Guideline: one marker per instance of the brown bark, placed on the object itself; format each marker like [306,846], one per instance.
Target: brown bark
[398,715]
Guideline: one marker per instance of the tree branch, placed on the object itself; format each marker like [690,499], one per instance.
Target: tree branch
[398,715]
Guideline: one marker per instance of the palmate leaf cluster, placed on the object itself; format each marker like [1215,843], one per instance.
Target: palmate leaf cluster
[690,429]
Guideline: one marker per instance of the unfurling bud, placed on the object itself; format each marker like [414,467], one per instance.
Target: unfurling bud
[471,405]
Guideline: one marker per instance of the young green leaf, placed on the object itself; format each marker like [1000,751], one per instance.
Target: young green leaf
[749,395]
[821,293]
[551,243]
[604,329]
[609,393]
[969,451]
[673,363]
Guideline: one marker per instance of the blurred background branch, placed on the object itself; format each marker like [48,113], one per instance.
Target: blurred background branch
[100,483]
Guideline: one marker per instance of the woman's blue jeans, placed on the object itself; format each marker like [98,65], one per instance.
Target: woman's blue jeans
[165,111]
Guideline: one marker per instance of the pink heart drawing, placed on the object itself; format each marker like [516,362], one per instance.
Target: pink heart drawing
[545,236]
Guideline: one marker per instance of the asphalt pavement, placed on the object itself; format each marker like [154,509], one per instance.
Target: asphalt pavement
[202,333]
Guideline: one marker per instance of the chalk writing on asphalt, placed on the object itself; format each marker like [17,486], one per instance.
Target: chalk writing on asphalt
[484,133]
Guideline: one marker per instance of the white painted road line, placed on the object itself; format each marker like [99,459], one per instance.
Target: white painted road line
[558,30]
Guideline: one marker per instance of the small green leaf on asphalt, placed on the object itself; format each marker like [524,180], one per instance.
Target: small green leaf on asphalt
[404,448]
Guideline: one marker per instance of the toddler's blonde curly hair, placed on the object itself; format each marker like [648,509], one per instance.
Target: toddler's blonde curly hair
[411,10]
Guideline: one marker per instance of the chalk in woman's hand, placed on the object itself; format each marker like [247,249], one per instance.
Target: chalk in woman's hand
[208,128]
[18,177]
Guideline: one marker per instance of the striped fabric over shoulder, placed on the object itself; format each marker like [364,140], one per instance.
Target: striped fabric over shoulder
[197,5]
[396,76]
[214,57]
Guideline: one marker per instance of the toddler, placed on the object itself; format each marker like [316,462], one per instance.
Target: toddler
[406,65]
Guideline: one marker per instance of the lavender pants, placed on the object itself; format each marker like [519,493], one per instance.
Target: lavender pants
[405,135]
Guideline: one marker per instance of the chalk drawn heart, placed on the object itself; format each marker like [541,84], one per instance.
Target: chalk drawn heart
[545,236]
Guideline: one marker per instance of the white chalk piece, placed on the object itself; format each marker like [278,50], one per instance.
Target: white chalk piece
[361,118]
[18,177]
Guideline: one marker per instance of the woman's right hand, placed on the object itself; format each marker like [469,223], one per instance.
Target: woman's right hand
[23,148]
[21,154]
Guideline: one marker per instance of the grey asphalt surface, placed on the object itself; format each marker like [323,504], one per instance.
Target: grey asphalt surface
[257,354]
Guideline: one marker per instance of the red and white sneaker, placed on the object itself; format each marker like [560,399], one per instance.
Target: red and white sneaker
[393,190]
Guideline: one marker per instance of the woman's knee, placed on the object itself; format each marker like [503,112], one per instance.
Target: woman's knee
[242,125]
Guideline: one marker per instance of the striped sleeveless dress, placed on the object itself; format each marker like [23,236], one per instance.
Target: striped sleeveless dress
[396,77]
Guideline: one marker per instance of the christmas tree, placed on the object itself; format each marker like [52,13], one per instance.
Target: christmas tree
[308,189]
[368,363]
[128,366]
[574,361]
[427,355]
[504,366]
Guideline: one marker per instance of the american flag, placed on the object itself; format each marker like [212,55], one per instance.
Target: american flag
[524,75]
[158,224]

* * *

YOUR OBJECTIVE ▸ Turn all the records above into a numbered list with one line per item, skipping any blank lines.

OUTPUT FOR THIS TASK ▸
1. Guideline: one marker per instance of the brown bark, placed on the object itself; format each marker like [306,846], one per instance.
2. Target: brown bark
3. [398,715]
4. Guideline: one marker per instance of the tree branch, placed on the object itself; format each marker like [690,499], one per instance.
5. Target: tree branch
6. [398,715]
7. Guideline: one marker per instance of the palmate leaf cluster, placed on the object itself; format each marker like [1215,843], one per instance.
8. Target: palmate leaf cluster
9. [690,429]
10. Guideline: one marker per instance of the unfurling bud, placed on the object itself; format each marker like [414,467], one per instance.
11. Target: unfurling bud
12. [471,405]
13. Guideline: one marker per instance of the young green leaf, placed on the object itself; format each marker like [1000,751], one per instance.
14. Target: young green leaf
15. [749,395]
16. [821,293]
17. [551,243]
18. [604,329]
19. [609,393]
20. [969,451]
21. [673,363]
22. Guideline: one marker per instance of the blurred background branch, placed on the object itself; format each marker like [48,113], one per instance.
23. Target: blurred background branch
24. [100,483]
25. Guideline: one marker per instance of the woman's blue jeans, placed on the object itself; format each marker like [98,65], one per instance.
26. Target: woman's blue jeans
27. [165,111]
28. Guideline: one marker per instance of the pink heart drawing, placed on the object itself; format each marker like [516,362], one per instance.
29. Target: pink heart drawing
30. [545,236]
31. Guideline: one marker per instance of the asphalt pavement, placed on the object itself; format each marker like [154,509], one per instance.
32. Target: asphalt pavement
33. [202,333]
34. Guideline: one marker per instance of the chalk writing on asphalt, placed on the object itself; format each marker like [17,486], one per instance.
35. Target: chalk writing on asphalt
36. [484,133]
37. Guideline: one marker per instance of the white painted road line, placed on the object itself; format each marker like [99,459], one per instance.
38. Target: white painted road line
39. [558,30]
40. Guideline: one marker per instance of the small green leaf on asphalt, placed on the object itself; format each marker like [524,180], one per instance.
41. Target: small green leaf on asphalt
42. [404,448]
43. Guideline: one marker per instance of the toddler's blonde curly hair, placed on the object itself; format each marker like [648,509], one per instance.
44. Target: toddler's blonde curly hair
45. [411,10]
46. Guideline: one marker per instance of the chalk in woman's hand, placed on the object itself; format each marker like [247,249], one per instance.
47. Target: chalk in woman's hand
48. [208,128]
49. [18,177]
50. Guideline: one marker per instance of the striped fabric over shoulder, placed on the object itself; format each marker like [364,140], one per instance.
51. Target: striped fabric over shoulder
52. [197,5]
53. [396,76]
54. [214,57]
55. Guideline: one marker per instance of the toddler, placed on the object itself; format each marker like [316,462], one per instance.
56. Target: toddler
57. [406,65]
58. Guideline: one marker per instance of the lavender pants, placed on the object itself; format each marker like [519,493], one per instance.
59. Target: lavender pants
60. [405,135]
61. Guideline: one marker per instance of the chalk drawn heart, placed on the object itself; format each marker like [541,84], one per instance.
62. Target: chalk drawn heart
63. [545,236]
64. Guideline: one marker per instance of the white chalk piece, placed on the object itself; format each marker like [278,50], one per instance.
65. Target: white chalk piece
66. [361,118]
67. [18,177]
68. Guideline: one marker per instance of the woman's right hand, placed on the object itself; format each marker like [469,223], one per instance.
69. Target: woman's right hand
70. [23,148]
71. [21,154]
72. Guideline: one marker per instance of the grey asphalt surface, placed on the object itself; format each marker like [323,504], one per instance.
73. Target: grey asphalt surface
74. [257,354]
75. Guideline: one marker per instance of the red and white sneaker, placed on the object itself; format each marker like [560,399], one per instance.
76. Target: red and white sneaker
77. [393,190]
78. Guideline: one marker per instance of the woman's knee, placed on the object itself; format each marker like [503,112], one per instance.
79. Target: woman's knee
80. [242,125]
81. Guideline: one marker per instance of the striped sleeveless dress, placed on the object itself; format each marker like [23,236], one per instance.
82. Target: striped sleeveless dress
83. [396,77]
84. Guideline: one marker per instance of the christmas tree, placed on the object itself; format each marker like [52,13], one per instance.
85. Target: christmas tree
86. [308,189]
87. [368,363]
88. [128,366]
89. [574,361]
90. [427,355]
91. [504,366]
92. Guideline: one marker per instance of the american flag, placed on the object itself; format each marker like [212,55], one per instance.
93. Target: american flag
94. [524,75]
95. [158,224]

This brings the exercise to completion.